### DOCUMENT EXTRACT
*** Block opens ***

Written by Donald E. Sheppard|
Drawings by Cheryl Lucente
TRAILS TO THIS POINT
INDIAN PLACE NAMES
ALL STATES MAP INDEX
The King's Agent with a scouting party for Hernando de Soto's ill fated conquest reported that, "...in order to travel to the South Sea (the Pacific Ocean) ...we traveled eight days (northwest from Terre Haute, Indiana, first to Paris, Illinois) through an uninhabited land of very great swampy lakes (photo below) where we did not even find trees but rather some great plains where the grass was so tall (photo at left) and so strong that even with the horses we could not force our way through it. At the end of this time, we arrived at some Indian houses..." just below today's Chicago. They had traveled north up today's Illinois Route 1 from Paris, camping near Ridge Farm, Danville, Hoopston, Watseka, Kankakee and Beecher. "the houses were covered with sewn reeds...

*** Block closes ***

### ACTIONS TO TAKE
A - Please decide whether each statement agrees with the de Soto scouting passage, answering yes or no and quoting the words of the passage that settle it: (i) The party spent eight days crossing land full of trees. (ii) The party camped near Kankakee. (iii) The Indian houses were covered with sewn reeds.
B - Extend the de Soto scouting passage, picking up right after its last sentence.
Nothing in the material is needed here.

### LISTED RECORDS
*** Block opens ***

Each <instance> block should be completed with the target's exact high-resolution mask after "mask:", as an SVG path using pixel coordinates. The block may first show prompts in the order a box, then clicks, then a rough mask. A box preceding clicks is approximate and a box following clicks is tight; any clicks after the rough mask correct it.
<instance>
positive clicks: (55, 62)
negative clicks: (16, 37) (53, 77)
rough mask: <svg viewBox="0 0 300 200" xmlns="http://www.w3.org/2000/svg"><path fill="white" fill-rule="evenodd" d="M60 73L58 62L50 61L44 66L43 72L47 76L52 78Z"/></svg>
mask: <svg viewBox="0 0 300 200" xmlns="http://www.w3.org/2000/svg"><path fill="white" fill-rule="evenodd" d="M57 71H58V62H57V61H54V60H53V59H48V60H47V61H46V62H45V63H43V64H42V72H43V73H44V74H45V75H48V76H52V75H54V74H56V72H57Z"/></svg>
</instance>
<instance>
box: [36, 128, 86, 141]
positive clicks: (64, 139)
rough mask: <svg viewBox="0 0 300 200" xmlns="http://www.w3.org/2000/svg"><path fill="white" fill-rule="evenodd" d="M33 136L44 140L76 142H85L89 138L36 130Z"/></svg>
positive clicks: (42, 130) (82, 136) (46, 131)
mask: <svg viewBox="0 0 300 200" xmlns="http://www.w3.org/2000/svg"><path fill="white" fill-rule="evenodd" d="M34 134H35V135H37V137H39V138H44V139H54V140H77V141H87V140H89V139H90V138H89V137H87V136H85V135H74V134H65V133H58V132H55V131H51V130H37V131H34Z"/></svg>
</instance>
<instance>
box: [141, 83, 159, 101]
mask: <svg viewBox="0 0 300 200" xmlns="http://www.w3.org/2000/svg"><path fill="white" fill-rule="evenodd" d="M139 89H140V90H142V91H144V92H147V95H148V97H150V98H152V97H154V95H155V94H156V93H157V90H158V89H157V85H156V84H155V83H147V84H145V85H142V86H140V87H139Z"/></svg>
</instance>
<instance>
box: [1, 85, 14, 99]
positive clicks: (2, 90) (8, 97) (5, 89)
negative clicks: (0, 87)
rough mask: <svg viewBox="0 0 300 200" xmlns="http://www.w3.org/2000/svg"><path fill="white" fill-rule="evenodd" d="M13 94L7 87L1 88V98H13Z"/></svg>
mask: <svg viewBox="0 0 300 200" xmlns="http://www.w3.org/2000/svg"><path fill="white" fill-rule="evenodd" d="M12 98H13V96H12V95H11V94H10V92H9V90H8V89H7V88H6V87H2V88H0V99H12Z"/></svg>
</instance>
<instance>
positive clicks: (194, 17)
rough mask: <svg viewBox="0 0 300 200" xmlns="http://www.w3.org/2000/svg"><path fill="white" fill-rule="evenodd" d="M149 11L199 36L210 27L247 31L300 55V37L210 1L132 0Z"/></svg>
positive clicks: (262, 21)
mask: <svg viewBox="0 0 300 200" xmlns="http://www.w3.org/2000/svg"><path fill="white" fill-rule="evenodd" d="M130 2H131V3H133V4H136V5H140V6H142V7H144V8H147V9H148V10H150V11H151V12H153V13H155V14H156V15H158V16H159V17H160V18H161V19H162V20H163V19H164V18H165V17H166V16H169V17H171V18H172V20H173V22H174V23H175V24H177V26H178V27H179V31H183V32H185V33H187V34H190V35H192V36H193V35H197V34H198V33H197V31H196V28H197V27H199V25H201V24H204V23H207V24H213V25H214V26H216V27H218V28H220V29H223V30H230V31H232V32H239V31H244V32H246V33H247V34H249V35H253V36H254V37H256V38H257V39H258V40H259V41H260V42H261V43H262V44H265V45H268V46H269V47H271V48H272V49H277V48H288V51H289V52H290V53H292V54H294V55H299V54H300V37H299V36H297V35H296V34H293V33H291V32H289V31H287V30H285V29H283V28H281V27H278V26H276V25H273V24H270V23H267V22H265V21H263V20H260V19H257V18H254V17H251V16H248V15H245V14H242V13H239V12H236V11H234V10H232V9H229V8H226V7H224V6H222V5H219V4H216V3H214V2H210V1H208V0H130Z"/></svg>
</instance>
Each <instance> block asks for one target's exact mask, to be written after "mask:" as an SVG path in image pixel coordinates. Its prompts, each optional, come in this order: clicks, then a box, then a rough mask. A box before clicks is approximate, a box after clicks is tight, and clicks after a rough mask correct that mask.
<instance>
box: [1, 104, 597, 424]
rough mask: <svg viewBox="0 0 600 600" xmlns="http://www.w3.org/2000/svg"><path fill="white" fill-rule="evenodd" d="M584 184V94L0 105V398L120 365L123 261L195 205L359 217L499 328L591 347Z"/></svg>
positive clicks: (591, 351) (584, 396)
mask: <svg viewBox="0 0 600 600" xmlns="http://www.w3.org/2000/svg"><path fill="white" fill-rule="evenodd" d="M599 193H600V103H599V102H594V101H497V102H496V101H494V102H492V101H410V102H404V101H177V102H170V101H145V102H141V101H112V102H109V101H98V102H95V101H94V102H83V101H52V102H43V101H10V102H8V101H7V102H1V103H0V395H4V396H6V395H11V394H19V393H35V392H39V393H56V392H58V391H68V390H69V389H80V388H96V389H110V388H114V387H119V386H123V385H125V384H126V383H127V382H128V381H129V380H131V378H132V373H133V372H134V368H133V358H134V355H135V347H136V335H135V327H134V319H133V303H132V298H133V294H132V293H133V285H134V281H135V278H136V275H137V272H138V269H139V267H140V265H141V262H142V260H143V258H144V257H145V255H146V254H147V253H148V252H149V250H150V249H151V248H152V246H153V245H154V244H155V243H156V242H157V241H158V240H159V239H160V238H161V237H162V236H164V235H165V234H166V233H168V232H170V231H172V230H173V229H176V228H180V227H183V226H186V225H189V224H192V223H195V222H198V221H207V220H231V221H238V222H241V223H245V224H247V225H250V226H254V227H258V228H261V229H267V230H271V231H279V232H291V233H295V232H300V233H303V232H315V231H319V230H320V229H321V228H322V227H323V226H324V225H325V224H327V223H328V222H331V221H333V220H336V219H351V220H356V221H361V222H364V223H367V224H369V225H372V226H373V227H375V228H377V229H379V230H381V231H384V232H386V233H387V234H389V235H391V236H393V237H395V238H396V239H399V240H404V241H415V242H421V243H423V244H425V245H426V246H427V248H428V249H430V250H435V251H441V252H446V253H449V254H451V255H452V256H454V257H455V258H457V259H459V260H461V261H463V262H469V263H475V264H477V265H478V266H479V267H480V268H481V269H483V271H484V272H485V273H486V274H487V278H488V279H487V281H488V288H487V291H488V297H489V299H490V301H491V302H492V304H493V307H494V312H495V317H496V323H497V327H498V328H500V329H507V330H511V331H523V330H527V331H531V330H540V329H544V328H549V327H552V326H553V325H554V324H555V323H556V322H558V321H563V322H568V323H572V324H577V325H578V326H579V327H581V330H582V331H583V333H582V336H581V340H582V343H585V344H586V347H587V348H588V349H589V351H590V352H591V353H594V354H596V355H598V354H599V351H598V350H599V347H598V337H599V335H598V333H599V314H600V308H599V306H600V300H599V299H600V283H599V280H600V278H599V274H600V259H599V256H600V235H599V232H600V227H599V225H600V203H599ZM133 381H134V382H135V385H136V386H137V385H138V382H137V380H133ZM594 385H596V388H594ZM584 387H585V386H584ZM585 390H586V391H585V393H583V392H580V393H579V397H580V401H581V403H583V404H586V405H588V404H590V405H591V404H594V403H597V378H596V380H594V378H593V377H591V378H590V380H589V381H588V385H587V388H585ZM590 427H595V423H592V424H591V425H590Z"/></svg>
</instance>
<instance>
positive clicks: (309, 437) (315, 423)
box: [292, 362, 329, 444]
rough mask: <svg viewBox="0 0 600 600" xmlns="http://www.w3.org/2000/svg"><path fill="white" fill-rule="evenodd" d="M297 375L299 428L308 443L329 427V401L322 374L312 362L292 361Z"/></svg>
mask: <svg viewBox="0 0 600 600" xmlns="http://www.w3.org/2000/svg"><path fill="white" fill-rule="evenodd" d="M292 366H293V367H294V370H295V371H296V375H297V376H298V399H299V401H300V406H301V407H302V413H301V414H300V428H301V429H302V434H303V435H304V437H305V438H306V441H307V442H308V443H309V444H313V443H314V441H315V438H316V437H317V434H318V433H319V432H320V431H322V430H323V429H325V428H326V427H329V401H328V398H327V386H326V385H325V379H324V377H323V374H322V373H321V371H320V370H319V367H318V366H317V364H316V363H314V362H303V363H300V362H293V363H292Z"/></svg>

*** Block closes ***

### RESULTS OF THE TASKS
A -
(i) No: "where we did not even find trees"
(ii) Yes: "camping near Ridge Farm, Danville, Hoopston, Watseka, Kankakee and Beecher"
(iii) Yes: "the houses were covered with sewn reeds"

B -
"When the Indians wish to carry them away they roll up the reeds of the covering and an Indian man carries it and the woman carries the framework of poles over which it is placed, and it is set up and taken down so easily that even if they moved every hour they could carry their houses with them."
© 1993, University of Alabama Press
The Gentleman of Elvas says, "From there on toward the north, the Indians said that the land was very poorly inhabited because it was very cold, and that there were so many cattle (buffalo) that no field could be protected because of them, and that the Indians sustained themselves on their flesh."
The King's Agent goes on to say... "we found out from these Indians that there were (only) some little settlements of that sort across the land, and all they did was set up their house where there were many deer, or on a swamp where there were many fish, and when they had frightened away the game and could not catch fish as easily as at first, they moved from there with their homes and all that they owned and went away to another place where they could find fresh game. This province was called Caluci; they were people that paid little attention to sowing (planting), because they maintained themselves on fish and meat."
On the Full Moon morning of July 8th, 1541, at Lake Michigan at Chicago, the King's Agent reported, "We returned to this town of Pacaha (Terre Haute, Indiana), where the governor remained... having seen that there was no road to traverse to the other sea..." - no open seaway to the Pacific Ocean from Chicago.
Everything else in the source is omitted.